◆ SET TASK:
Return every line of the material below without a single change.

[Records]
::::::::::

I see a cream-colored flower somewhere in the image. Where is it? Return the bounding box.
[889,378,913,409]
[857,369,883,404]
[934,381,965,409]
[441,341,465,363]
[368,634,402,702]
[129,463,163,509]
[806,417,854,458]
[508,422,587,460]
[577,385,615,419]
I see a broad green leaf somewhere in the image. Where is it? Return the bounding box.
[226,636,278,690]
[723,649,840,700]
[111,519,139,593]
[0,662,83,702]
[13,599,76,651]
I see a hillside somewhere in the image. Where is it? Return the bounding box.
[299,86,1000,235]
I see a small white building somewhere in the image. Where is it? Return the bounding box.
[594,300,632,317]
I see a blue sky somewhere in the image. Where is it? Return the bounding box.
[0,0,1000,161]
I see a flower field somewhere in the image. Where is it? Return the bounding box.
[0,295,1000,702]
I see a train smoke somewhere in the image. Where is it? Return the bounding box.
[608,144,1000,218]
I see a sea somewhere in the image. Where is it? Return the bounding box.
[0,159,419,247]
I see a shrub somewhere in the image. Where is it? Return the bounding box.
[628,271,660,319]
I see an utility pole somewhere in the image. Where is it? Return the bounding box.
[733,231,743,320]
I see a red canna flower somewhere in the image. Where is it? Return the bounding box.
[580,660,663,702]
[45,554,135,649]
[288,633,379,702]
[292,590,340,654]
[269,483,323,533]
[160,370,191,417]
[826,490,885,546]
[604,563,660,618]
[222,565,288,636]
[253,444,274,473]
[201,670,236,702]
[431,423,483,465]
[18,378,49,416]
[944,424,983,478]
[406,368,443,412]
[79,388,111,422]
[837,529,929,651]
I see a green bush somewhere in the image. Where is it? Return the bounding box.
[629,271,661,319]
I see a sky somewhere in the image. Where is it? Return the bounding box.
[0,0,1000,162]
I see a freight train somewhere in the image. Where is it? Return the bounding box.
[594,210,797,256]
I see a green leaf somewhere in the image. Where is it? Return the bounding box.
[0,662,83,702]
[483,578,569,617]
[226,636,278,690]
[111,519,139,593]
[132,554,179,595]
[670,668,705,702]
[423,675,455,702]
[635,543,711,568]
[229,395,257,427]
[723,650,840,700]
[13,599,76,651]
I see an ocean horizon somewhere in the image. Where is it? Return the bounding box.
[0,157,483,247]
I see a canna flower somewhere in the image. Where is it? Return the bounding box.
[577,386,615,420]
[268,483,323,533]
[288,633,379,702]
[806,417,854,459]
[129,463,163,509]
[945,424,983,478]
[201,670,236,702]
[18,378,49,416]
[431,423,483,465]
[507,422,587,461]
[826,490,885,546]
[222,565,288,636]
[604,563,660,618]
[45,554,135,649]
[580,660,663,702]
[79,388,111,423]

::::::::::

◆ EXPECTED ANSWER:
I see a cream-colored flower somewhere in the image. Where is it? Return the bounding box.
[889,378,913,409]
[857,369,883,404]
[934,381,965,409]
[441,341,465,363]
[368,634,402,702]
[129,463,163,509]
[806,417,854,458]
[508,422,587,460]
[577,385,615,419]
I see a broad green leaf somewhere in the image. Where is it? Return the bounding box.
[226,636,278,690]
[723,649,840,700]
[111,519,139,593]
[0,662,83,702]
[13,599,76,651]
I see a hillside somewhere in the image. Where is it? Return the bounding box.
[299,86,1000,235]
I see a small white building somewhere in the image. Where is it? Return the bounding box.
[594,300,632,317]
I see a blue sky somewhere in the image. Where is it? Return the bounding box.
[0,0,1000,161]
I see a flower field somewhere in the image. Where is it? Return the bounding box.
[0,295,1000,702]
I see a train smoke somewhere in the image. Where is it? Return the bounding box.
[608,144,1000,218]
I see a sea somewhere in the image. Where is it? Return the bounding box.
[0,159,419,247]
I see a shrub somewhere in the image. Where is it? Return the bounding box.
[628,271,660,319]
I see an utility pole somewhere in the image. Where is it? Return the bounding box.
[733,231,743,320]
I see a red canna flower somewhere in the image. Where is it? Return the bounding box.
[580,660,663,702]
[45,554,135,649]
[288,633,379,702]
[292,590,340,654]
[269,483,323,533]
[160,370,191,417]
[826,490,885,546]
[604,563,660,618]
[222,565,288,636]
[253,444,274,473]
[201,670,236,702]
[431,423,483,465]
[18,378,49,416]
[944,424,983,478]
[406,368,443,412]
[79,388,111,422]
[837,529,929,651]
I see a green bush somewhere in the image. Where is it? Return the bounding box.
[629,271,661,319]
I see a sky somewhere in the image. Where is it? Return the bounding box.
[0,0,1000,162]
I see a freight train somewhere in the image. Where is it? Return the bounding box.
[594,210,797,256]
I see a green leaf somewhere in the image. Where is it? Return the bounding box.
[0,662,83,702]
[483,578,569,617]
[226,636,278,690]
[111,519,139,593]
[132,554,179,595]
[670,668,705,702]
[423,675,455,702]
[635,543,711,568]
[229,395,257,427]
[723,650,840,700]
[13,599,76,651]
I see an ocean horizon somewhere in the image. Where is it? Return the bounding box.
[0,157,483,247]
I see a canna flower somewhere in the image. Where is it? Return the bounding box.
[577,386,615,420]
[268,483,323,533]
[288,633,379,702]
[806,417,854,459]
[129,463,163,509]
[945,424,983,478]
[201,670,236,702]
[18,378,49,416]
[431,423,483,465]
[507,422,587,461]
[826,490,885,546]
[222,565,288,636]
[604,563,660,618]
[45,554,135,649]
[580,660,663,702]
[79,388,111,423]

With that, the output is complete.